» EXERCISE MATERIALS
═══

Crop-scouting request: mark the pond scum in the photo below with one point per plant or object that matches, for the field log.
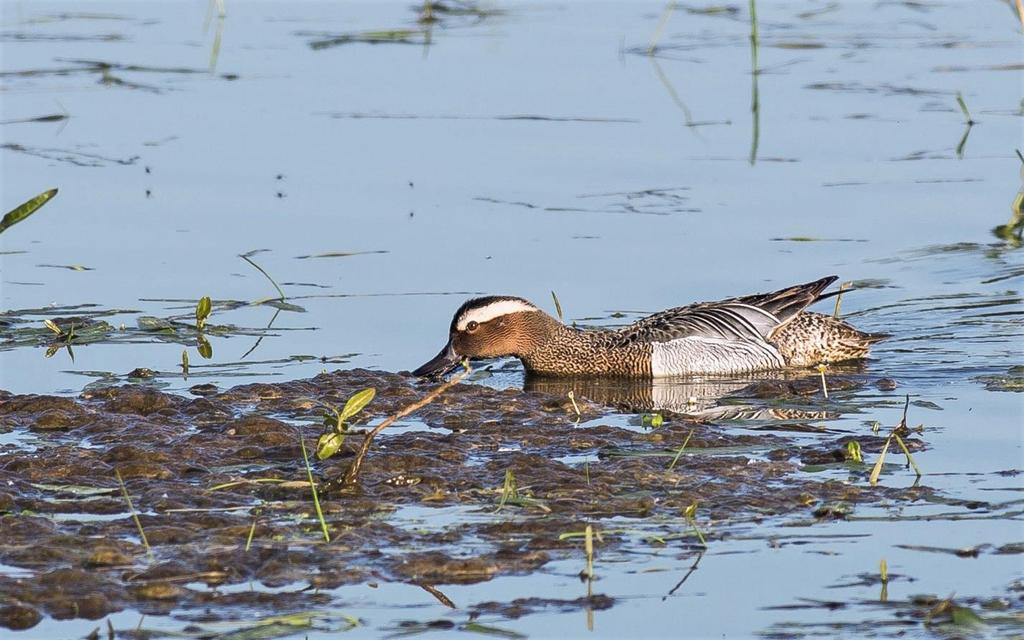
(174, 497)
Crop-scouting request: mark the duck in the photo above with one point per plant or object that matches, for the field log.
(754, 333)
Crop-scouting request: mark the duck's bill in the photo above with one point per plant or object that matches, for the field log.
(442, 364)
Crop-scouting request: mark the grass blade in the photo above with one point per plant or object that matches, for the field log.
(312, 486)
(877, 469)
(26, 209)
(131, 508)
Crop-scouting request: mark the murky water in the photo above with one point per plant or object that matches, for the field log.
(529, 148)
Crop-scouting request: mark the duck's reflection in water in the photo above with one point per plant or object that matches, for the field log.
(699, 398)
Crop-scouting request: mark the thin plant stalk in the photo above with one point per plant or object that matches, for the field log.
(672, 465)
(755, 95)
(265, 274)
(839, 298)
(877, 469)
(588, 546)
(660, 27)
(352, 475)
(252, 531)
(131, 508)
(312, 487)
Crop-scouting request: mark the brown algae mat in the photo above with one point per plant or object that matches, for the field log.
(221, 492)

═══

» WORK ORDER
Restate the listing word for word, pictures omitted.

» RESULT OF THIS TASK
Crop-scouting request: mark the pond scum in the photo below with one point per plant or object that matches, for the field log.
(174, 497)
Crop-scouting request: mark the duck in the photo above with one point per plant or object that matches, for the field log.
(754, 333)
Crop-scouting request: mark the duck's bill in the photo above with one point per plant or object that matches, for the field log.
(442, 364)
Crop-scouting request: mark the grass blade in the photo above with one point per plant or object that matches, for the field log.
(312, 486)
(877, 469)
(26, 209)
(131, 508)
Crop-scouting request: mark the murky water in the photo above with one point per plant or object that matches, for the field log.
(529, 148)
Crop-scouting request: mark the duck's reflection in water in the photo above with one point per plant or object that matches, for the field log.
(699, 398)
Crop-scouting request: mark the thin plant stalk in the photo above with one point per plant or object that matches, for the field log.
(672, 465)
(755, 95)
(265, 274)
(839, 298)
(877, 469)
(588, 546)
(660, 27)
(352, 475)
(252, 531)
(131, 508)
(312, 487)
Crop-scouting request: mark the brown algae mat in the photo above with one point per plant or object that matches, for the field log.
(221, 492)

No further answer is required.